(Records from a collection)
---*---
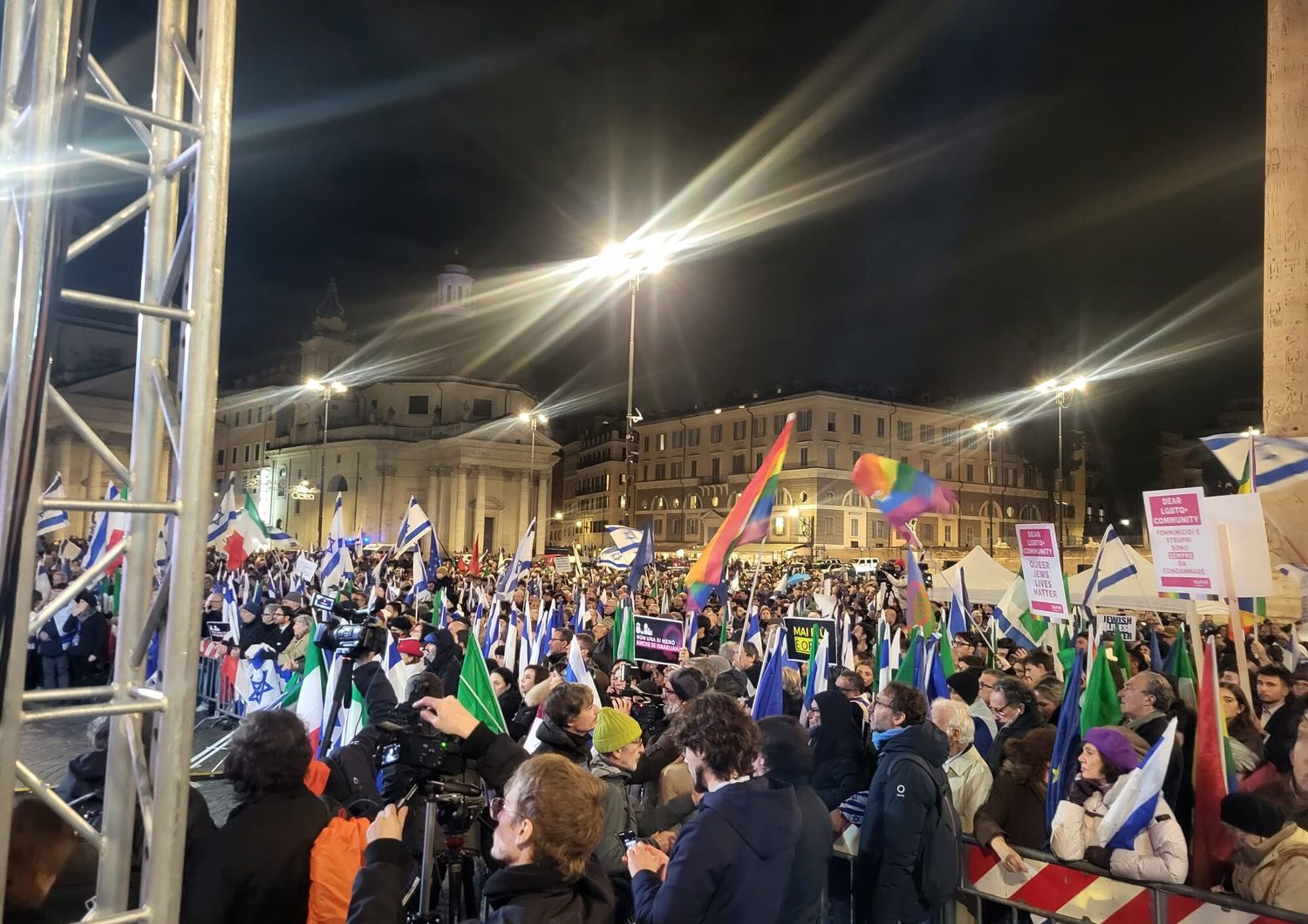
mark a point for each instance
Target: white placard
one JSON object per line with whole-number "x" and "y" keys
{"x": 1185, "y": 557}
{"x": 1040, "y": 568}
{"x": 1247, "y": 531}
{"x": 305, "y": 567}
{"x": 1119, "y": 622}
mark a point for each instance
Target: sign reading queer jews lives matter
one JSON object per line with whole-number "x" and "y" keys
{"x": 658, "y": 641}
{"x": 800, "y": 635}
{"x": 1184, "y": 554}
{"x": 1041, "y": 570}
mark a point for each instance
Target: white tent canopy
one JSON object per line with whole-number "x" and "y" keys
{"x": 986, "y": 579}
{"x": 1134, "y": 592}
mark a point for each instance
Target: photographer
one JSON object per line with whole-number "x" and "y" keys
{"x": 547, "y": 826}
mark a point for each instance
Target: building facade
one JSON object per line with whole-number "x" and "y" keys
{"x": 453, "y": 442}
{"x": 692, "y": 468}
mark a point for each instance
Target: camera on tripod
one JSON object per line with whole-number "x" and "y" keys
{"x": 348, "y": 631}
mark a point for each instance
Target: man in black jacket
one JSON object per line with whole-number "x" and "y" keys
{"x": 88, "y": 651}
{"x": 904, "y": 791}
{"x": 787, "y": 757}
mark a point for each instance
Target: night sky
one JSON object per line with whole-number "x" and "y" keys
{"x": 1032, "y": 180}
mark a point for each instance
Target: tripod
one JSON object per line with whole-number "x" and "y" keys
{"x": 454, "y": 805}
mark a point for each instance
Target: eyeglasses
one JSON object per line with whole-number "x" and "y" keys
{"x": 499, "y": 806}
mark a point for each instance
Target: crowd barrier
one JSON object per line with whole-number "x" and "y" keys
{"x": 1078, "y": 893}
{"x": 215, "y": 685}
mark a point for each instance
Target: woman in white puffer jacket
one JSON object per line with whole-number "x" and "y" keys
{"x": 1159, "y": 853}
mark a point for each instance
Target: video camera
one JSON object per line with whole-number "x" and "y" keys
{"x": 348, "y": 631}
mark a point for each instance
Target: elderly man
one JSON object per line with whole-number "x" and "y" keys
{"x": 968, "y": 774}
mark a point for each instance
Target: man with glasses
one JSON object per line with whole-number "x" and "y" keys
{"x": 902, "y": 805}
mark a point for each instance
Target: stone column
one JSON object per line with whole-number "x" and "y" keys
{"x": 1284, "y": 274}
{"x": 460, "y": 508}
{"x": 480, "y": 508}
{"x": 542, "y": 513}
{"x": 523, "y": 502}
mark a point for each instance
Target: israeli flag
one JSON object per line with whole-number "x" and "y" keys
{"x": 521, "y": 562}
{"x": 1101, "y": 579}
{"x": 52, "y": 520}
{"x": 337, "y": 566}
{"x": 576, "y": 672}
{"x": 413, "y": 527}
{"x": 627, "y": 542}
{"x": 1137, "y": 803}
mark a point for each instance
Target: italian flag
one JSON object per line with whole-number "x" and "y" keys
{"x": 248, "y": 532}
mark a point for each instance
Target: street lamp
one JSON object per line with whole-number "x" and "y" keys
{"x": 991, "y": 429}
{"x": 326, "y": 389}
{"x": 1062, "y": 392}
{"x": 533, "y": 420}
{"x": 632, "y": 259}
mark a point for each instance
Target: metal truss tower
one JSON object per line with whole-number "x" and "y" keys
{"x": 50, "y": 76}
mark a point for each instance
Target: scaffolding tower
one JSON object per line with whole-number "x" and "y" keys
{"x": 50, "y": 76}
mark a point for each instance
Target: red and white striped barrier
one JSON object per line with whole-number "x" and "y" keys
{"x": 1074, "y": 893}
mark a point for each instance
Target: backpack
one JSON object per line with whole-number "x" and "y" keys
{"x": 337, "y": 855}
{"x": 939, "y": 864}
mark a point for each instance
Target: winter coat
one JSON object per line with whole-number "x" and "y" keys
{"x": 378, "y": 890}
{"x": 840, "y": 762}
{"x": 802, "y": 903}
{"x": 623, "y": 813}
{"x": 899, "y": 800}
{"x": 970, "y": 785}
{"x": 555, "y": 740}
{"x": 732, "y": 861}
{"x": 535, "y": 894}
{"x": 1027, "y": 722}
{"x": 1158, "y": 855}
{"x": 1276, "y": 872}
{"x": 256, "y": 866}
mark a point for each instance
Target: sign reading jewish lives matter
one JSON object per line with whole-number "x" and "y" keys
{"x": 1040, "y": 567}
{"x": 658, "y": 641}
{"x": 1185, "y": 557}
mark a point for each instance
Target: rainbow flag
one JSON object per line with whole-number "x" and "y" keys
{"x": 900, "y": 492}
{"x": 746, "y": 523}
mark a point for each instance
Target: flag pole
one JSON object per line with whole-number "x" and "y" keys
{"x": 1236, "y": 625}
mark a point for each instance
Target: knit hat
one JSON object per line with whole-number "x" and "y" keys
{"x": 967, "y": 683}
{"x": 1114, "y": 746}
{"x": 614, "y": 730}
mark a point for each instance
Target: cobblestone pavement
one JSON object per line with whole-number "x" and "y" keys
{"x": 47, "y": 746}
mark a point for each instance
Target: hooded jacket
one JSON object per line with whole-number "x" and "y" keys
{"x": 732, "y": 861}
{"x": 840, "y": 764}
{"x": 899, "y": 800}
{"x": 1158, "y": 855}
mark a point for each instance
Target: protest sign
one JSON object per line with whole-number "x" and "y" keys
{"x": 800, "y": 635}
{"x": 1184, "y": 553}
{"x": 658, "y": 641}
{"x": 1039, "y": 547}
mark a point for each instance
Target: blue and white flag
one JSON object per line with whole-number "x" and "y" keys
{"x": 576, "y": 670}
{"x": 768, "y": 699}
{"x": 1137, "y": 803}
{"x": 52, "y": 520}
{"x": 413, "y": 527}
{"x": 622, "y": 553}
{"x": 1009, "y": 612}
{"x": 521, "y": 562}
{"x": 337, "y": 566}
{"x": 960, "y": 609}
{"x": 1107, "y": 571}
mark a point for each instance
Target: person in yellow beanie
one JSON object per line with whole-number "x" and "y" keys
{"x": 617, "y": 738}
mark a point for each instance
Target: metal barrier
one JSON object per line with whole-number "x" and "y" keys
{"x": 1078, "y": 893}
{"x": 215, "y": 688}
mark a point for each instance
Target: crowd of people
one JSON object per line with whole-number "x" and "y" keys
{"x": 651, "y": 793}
---*---
-- What to do --
From the first line of the entries down to the line with "Target: building facade", print each line exactly; omit any picture.

-- Response --
mark a point for each instance
Target: white placard
one JSON object per line with whole-number "x" and "y" keys
{"x": 1185, "y": 557}
{"x": 1040, "y": 568}
{"x": 1247, "y": 531}
{"x": 305, "y": 567}
{"x": 1119, "y": 622}
mark a point for each instance
Target: sign reading queer jews lives matter
one JSON object per line with whole-number "x" and "y" keys
{"x": 658, "y": 641}
{"x": 800, "y": 635}
{"x": 1184, "y": 554}
{"x": 1041, "y": 570}
mark a point for each instance
Target: white tent canopy
one JSON object per line with whole-number "x" and "y" keys
{"x": 986, "y": 579}
{"x": 1134, "y": 592}
mark a point for each instance
Target: photographer
one JSON object per line with whole-number "x" and "y" keys
{"x": 547, "y": 826}
mark a point for each instance
Target: building facade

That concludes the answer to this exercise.